* _Problem 1_:
In the text on the endogenous progesterone receptor, what concentration of pregnenolone was tested in submerged EOGs?
* _Problem 2_:
From the text on the endogenous progesterone receptor, list every receptor and enzyme that is named specifically.
* _Problem 3_:
Repeat the text on the endogenous progesterone receptor word for word from "(A) Representative submerged" to "labeled: *p ≤ 0.05.".

* _Extract to read_:
■ ■ ■ ■ ■ ■ ■
Pharmacological characterization of the endogenous progesterone receptor
To further characterize the pharmacological properties of the endogenous receptor in greater detail, we tested substances chemically related to progesterone and known ligands of progestin receptors [41,42]. Pregnenolone, a known agonist of Paqr6 and -9 [24] is the precursor of progesterone, and it is metabolized into progesterone by 3-beta-hydroxysteroid dehydrogenase or delta 4–5 isomerase. We tested pregnenolone at a concentration of 1 μM in submerged EOGs and used Henkel 100 (1:5,000) as a stimulus. We observed a reduced response to the odor mixture during incubation with pregnenolone (Fig 6A). Comparable to the modulatory effect of progesterone, pregnenolone (1 μM) reduced the evoked response by 31.9 ± 8.4% and showed a recovery to 86.4 ± 10.2% of the control after washout (Fig 6B).
(A) Representative submerged EOG responses to Henkel 100 (1:5,000) were recorded from the surface of the septum of female mice. Pregnenolone preincubation (1 μM) temporarily reduced the response amplitude. (B) The response was significantly decreased after pregnenolone preincubation (31.9 ± 4.8%) and recovered to 86.4 ± 10.2% after washout (n = 3). Significant data are labeled: *p ≤ 0.05.
■ ■ ■ ■ ■ ■ ■
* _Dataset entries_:
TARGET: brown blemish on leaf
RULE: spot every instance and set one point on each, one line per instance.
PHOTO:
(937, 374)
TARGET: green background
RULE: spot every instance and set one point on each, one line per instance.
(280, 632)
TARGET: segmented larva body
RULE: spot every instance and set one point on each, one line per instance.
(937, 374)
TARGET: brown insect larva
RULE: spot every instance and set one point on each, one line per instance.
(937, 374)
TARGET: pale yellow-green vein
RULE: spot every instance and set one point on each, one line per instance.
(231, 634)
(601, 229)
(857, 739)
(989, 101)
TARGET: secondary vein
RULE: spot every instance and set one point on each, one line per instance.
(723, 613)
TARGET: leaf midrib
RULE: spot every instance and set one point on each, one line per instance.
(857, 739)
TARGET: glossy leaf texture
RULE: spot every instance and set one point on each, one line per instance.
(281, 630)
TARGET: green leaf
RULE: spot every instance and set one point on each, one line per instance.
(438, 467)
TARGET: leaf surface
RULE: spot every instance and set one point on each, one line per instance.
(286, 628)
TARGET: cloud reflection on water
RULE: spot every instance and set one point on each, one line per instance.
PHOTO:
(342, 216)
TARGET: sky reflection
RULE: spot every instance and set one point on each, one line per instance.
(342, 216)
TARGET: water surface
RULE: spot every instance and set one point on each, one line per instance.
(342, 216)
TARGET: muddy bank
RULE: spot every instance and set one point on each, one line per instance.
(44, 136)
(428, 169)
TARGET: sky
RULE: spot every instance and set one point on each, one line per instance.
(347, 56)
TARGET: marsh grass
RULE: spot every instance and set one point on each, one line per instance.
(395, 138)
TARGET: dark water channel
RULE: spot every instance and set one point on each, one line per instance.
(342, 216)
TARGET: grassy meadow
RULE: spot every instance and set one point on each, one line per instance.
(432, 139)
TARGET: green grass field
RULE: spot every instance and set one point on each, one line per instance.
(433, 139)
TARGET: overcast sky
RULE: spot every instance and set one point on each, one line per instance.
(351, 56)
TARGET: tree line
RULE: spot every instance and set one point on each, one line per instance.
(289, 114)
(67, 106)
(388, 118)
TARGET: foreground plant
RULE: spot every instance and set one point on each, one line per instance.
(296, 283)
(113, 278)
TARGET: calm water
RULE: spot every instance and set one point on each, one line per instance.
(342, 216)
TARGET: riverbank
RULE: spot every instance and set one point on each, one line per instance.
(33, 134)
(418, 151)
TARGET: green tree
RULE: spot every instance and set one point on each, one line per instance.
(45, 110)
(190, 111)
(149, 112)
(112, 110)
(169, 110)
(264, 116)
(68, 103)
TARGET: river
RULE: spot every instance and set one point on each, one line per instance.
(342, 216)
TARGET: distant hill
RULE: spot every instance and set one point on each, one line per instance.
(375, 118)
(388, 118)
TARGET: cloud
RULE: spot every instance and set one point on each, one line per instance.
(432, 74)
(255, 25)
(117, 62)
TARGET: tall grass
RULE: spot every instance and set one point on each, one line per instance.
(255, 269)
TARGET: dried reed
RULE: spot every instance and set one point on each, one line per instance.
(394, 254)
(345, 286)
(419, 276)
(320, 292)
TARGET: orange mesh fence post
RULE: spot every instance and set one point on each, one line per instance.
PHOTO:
■ ■ ■ ■ ■ ■ ■
* _Your response 1_:
1 μM

* _Your response 2_:
Paqr6, Paqr9, 3-beta-hydroxysteroid dehydrogenase, delta 4–5 isomerase

* _Your response 3_:
(A) Representative submerged EOG responses to Henkel 100 (1:5,000) were recorded from the surface of the septum of female mice. Pregnenolone preincubation (1 μM) temporarily reduced the response amplitude. (B) The response was significantly decreased after pregnenolone preincubation (31.9 ± 4.8%) and recovered to 86.4 ± 10.2% after washout (n = 3). Significant data are labeled: *p ≤ 0.05.